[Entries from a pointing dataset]

————

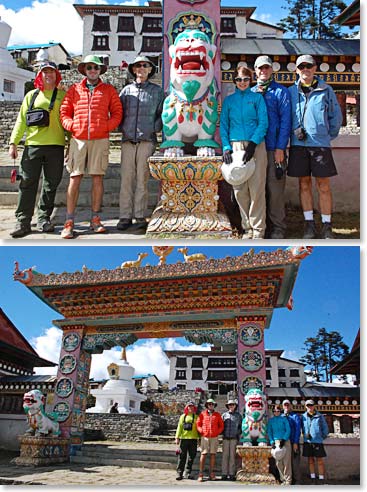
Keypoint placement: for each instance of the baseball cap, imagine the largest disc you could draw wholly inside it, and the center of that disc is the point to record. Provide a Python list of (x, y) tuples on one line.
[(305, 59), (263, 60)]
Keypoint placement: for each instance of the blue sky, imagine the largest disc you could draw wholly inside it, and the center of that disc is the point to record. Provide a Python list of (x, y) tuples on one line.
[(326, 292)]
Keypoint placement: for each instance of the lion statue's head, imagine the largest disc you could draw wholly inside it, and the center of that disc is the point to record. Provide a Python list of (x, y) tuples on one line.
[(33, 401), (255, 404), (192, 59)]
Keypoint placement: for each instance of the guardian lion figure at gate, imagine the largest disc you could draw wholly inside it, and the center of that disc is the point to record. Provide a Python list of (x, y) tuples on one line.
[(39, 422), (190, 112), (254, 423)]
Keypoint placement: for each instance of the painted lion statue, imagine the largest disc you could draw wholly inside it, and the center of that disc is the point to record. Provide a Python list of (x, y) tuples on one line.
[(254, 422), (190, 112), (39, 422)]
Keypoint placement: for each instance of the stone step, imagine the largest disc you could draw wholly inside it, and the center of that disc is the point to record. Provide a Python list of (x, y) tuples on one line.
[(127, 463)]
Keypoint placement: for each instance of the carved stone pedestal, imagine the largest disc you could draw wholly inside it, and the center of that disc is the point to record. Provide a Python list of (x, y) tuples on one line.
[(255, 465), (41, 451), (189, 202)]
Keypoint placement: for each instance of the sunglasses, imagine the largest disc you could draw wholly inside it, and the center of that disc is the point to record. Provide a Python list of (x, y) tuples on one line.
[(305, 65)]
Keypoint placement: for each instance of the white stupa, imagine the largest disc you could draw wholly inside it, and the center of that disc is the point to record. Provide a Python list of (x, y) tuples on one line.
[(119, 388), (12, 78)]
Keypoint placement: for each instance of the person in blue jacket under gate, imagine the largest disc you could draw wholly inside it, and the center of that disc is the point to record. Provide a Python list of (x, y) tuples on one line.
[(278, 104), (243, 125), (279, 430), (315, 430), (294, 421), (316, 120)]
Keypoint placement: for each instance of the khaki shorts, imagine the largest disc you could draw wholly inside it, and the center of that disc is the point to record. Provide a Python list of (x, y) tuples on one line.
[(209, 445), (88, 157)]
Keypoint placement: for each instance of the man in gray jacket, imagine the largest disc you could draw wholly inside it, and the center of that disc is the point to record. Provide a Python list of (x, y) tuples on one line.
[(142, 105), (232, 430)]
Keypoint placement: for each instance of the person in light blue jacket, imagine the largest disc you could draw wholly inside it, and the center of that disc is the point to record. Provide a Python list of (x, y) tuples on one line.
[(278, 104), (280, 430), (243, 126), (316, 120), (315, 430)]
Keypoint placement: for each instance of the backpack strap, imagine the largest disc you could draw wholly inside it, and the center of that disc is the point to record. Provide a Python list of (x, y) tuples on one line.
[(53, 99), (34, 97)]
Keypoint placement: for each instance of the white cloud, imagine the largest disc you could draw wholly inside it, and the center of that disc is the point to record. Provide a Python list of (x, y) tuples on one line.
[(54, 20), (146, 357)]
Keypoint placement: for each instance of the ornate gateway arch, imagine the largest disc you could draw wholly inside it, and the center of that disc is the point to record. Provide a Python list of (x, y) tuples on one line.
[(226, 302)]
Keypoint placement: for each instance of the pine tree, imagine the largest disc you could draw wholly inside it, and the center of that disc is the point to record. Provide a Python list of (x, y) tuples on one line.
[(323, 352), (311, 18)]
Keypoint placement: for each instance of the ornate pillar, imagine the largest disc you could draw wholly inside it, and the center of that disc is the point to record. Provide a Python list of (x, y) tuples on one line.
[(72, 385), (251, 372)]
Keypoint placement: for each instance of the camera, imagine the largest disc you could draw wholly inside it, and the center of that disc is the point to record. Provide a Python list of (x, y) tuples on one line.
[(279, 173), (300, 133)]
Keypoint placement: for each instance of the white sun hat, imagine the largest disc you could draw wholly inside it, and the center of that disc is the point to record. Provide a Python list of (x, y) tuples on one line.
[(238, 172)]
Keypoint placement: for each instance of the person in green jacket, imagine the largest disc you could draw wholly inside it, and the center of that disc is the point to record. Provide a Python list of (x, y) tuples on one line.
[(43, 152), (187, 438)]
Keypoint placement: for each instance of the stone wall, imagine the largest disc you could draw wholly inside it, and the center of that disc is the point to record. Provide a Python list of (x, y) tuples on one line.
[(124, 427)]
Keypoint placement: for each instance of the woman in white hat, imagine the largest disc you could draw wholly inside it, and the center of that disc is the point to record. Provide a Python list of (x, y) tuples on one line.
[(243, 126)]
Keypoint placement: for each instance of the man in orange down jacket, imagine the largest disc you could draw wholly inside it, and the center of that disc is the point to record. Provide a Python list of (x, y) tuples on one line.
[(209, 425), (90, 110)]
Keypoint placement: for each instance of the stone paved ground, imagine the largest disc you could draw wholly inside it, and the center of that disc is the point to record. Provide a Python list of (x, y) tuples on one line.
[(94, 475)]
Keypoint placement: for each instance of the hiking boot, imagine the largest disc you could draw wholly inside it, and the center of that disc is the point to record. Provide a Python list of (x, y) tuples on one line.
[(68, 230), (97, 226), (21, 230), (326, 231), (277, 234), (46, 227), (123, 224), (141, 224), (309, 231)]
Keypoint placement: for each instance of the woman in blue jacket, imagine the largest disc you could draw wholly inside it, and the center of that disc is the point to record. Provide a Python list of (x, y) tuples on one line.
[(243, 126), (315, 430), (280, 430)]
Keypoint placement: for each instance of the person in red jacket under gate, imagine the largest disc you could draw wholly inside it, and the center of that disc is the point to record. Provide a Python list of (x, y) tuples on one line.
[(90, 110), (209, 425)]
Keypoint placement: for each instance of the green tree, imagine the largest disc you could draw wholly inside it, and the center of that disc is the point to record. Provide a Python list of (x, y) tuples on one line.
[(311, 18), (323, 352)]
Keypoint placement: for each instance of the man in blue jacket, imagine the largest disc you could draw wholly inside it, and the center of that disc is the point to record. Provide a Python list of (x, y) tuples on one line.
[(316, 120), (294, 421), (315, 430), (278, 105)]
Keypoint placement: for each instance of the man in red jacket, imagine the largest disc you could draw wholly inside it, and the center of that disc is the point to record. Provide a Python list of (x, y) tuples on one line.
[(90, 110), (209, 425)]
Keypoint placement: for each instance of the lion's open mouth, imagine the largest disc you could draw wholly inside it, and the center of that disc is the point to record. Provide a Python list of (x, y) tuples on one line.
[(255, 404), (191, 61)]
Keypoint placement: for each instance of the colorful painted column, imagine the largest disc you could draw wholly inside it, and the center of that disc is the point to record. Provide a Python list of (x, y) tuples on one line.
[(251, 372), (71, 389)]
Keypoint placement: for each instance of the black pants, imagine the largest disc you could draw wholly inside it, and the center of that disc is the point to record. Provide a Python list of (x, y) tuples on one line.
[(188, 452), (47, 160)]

————

> PROBLEM TO WORK ON
Repeat all of the lines above word for word, but leave out the pictures.

> SOLUTION TO THE PROBLEM
Keypoint placement: for each instance of the baseball cap, imagine the largest disc you could draw wholly inside it, and the center of that disc is the point to record. Provide a Python list of (x, y) tuples on one line.
[(305, 59), (263, 60)]
Keypoint placement: for each instance of the blue sky, imagine the largest disc you could draw wholly inside it, and the center of that disc is the point to record. Provide a Python list of (x, y) tuples on one line.
[(326, 292)]
Keypoint placement: for each instance of the lion statue's head, imagine the largest disc you could draw wholly inside it, and the center of that disc is the point to record. Provide a Python list of (x, y) tuples on one line.
[(33, 401), (255, 404), (192, 59)]
Keypoint placement: for each instance of the guardian lion figure at gate, imagine the largest disc you could draw wholly inside it, and the center of that disc is the point to record. Provide a Python list of (x, y) tuples on one line.
[(39, 422), (190, 112), (254, 423)]
Keypoint placement: for each instance of the painted lion statue, imagine the largest disc you could draw wholly inside it, and the center of that disc is the point to record. Provide a Python list of (x, y) tuples on one line.
[(254, 422), (190, 112), (39, 422)]
Keypoint placement: for each instance of the stone step, imagine the largest disc you could draw wholly inside it, and the center of that disc is the point to record. Provide a Python list of (x, y) tuples on one line.
[(127, 463)]
Keypoint placement: for each instance of the carved stone pedestal, imagine the largest disc you could draw wholly inside it, and the center of that disc is the point to record. Provide a Python list of (x, y) tuples on one line.
[(255, 465), (41, 451), (189, 202)]
Keypoint placement: for each instance of the sunglasses, imagine the largest disc you could draw wholly inside it, and the center of that disc is the point to record. Provide a Python list of (x, y) tuples on one line.
[(305, 65)]
Keypoint placement: for each instance of the white stupa, imagine the largest disc you could draw wholly inside it, and the center of that disc is the point to record. Provide a Python list of (x, y) tuples on one line.
[(119, 388), (12, 78)]
Keypoint placement: for each instance of the person in blue jacket under gate, imagine the largest disc you could draw wholly inside it, and the center of that disc is the point to record. Provide a Python list of (x, y) tuples on one line.
[(278, 104), (243, 125), (279, 430), (315, 430), (294, 421), (316, 120)]
Keypoint placement: for each instance of the khaki shorts, imagine the largest disc you could draw wholly inside it, and the center of that disc is the point to record. Provide a Python list of (x, y) tuples on one line.
[(209, 445), (88, 157)]
Keypoint placement: for each instance of the man in gray jacket, imagine the largest disc you could draw wholly inside it, and the center of that disc is the point to record. Provide a Python list of (x, y) tuples on one line.
[(142, 105), (232, 430)]
Keypoint placement: for each instance of the person in light blue jacket, imagine the largest disc you could draw wholly inside it, and the center of that disc is the point to record. Provide a Python list of (x, y) tuples on one line.
[(278, 104), (280, 430), (243, 126), (316, 120), (315, 430)]
Keypoint placement: for each instance of the backpack strap, imagine the largest disc you could draw wholly inside it, and the center of that disc is the point to record. Provide a Python list of (x, y) tuples on one line.
[(53, 99), (34, 97)]
Keypoint placement: for each instance of the white cloud, imagine the largest disc you could draw wholly inside it, and the center of that disc is the point to record. Provide a Python list of (x, y) tuples on one line.
[(54, 20), (146, 357)]
Keypoint placement: for each instance of the ornate gateway arch, imagine the largest disc you could draw wholly inside it, and the center of that disc is the point to record. Provide a Python list of (x, y) tuples on one line.
[(226, 302)]
Keypoint placement: for each instance of the pine tree, imagine the largest disc you could draw wholly inside it, and the center of that disc is the point to record. Provide a Python list of (x, y) tuples on one line.
[(323, 352), (311, 18)]
Keypoint placement: for each instance of the ornate pillar, imagine the largest disc you could draw wholly inside it, and the center of that disc is the point to record. Provide a Python list of (x, y) tuples on one line.
[(72, 385), (251, 372)]
Keypoint placement: for each instance of the camera, imagine the largest disc you could draw wholly inside it, and the center of that disc is the point to record. Provide a Python list of (x, y) tuples on one line.
[(279, 173), (300, 133)]
Keypoint placement: for each instance of the white sun hat, imagine the largest disc you could draw wholly inside it, and the center of that disc is the point to record. Provide a Python list of (x, y) tuples on one line.
[(238, 172)]
Keypoint placement: for each instance of the person in green jacket, imagine the largest disc you could draw wholly inside it, and the center of that disc is the point to record. Provide a Python list of (x, y) tuples on one line.
[(43, 152), (187, 438)]
Keypoint placement: for each instance of the stone wall, imagine the largest disc you could draw wholly inside it, and the center of that disc is the point to record. Provide a Python list of (x, y) tuples on one line.
[(124, 427)]
Keypoint placement: for each instance of the woman in white hat, imagine the largest disc you could draw wholly inside it, and the center of that disc is the point to record. Provide a Python list of (x, y) tuples on one line.
[(243, 126)]
Keypoint placement: for each instance of the man in orange down jacket, imagine the largest disc you could draw wholly inside it, and the center of that disc is the point to record. Provide a Python list of (x, y) tuples on one line.
[(209, 425), (90, 110)]
Keypoint placement: for each instance of the stone paved ground, imagine the largest disc you could draw wholly inside it, and the center of that disc is the point to record. Provide a Python list of (x, y) tuples on one line.
[(94, 475)]
Keypoint placement: for each instance of the hiking boot, imagine the largest disc you could draw wholly inside it, and the center of that disc is the point to record. Provide a Python list of (x, y) tuples on one line.
[(68, 230), (97, 226), (21, 230), (326, 231), (277, 234), (46, 227), (123, 224), (141, 224), (309, 231)]
Keypoint placement: for each instance of the woman in blue jacket, imagine the largest disc you could draw wholly inside it, and the center of that disc is the point to record. Provide a Python list of (x, y) tuples on one line.
[(243, 126), (315, 430), (280, 430)]
Keypoint placement: for each instance of the person in red jacket under gate, imagine the largest disc you could draw wholly inside it, and the center of that disc is the point to record. Provide a Python list of (x, y) tuples on one line.
[(90, 110), (209, 425)]
Keypoint placement: for each instance of the green tree, imagine the largest disc you could draw wholly inside it, and the center of that disc is the point to record. Provide a Python list of (x, y) tuples on one line.
[(311, 18), (323, 352)]
Keypoint placement: for each instance of the man in blue jacket, imagine the largest disc you could draw wholly inside it, and the center of that disc is the point to record. Provide a Python list of (x, y) tuples on one line.
[(316, 120), (294, 421), (315, 430), (278, 105)]
Keypoint placement: for each instance of the man in red jacket, imagine the largest disc you could draw wholly inside it, and the center of that disc is the point to record. Provide a Python list of (x, y) tuples on one line.
[(90, 110), (209, 425)]
Keypoint placement: for each instance of the lion's open mouth, imagine the largest disc you could draw wholly inside it, and the center of that disc is the point to record. Provide a Python list of (x, y) tuples on one line.
[(255, 404), (191, 61)]
Keypoint placement: for each instance of the colorful painted column, imagine the largest disc you could draw wholly inside it, and the center of that disc is the point to record. Provide a Python list of (x, y) tuples on one line.
[(251, 372), (71, 389)]
Keypoint placement: for each instance of the black pants, imagine the largest disc you could draw wholly inside it, and the center of that disc is the point to record. Provide a Python list of (x, y) tuples on one line.
[(188, 452), (47, 160)]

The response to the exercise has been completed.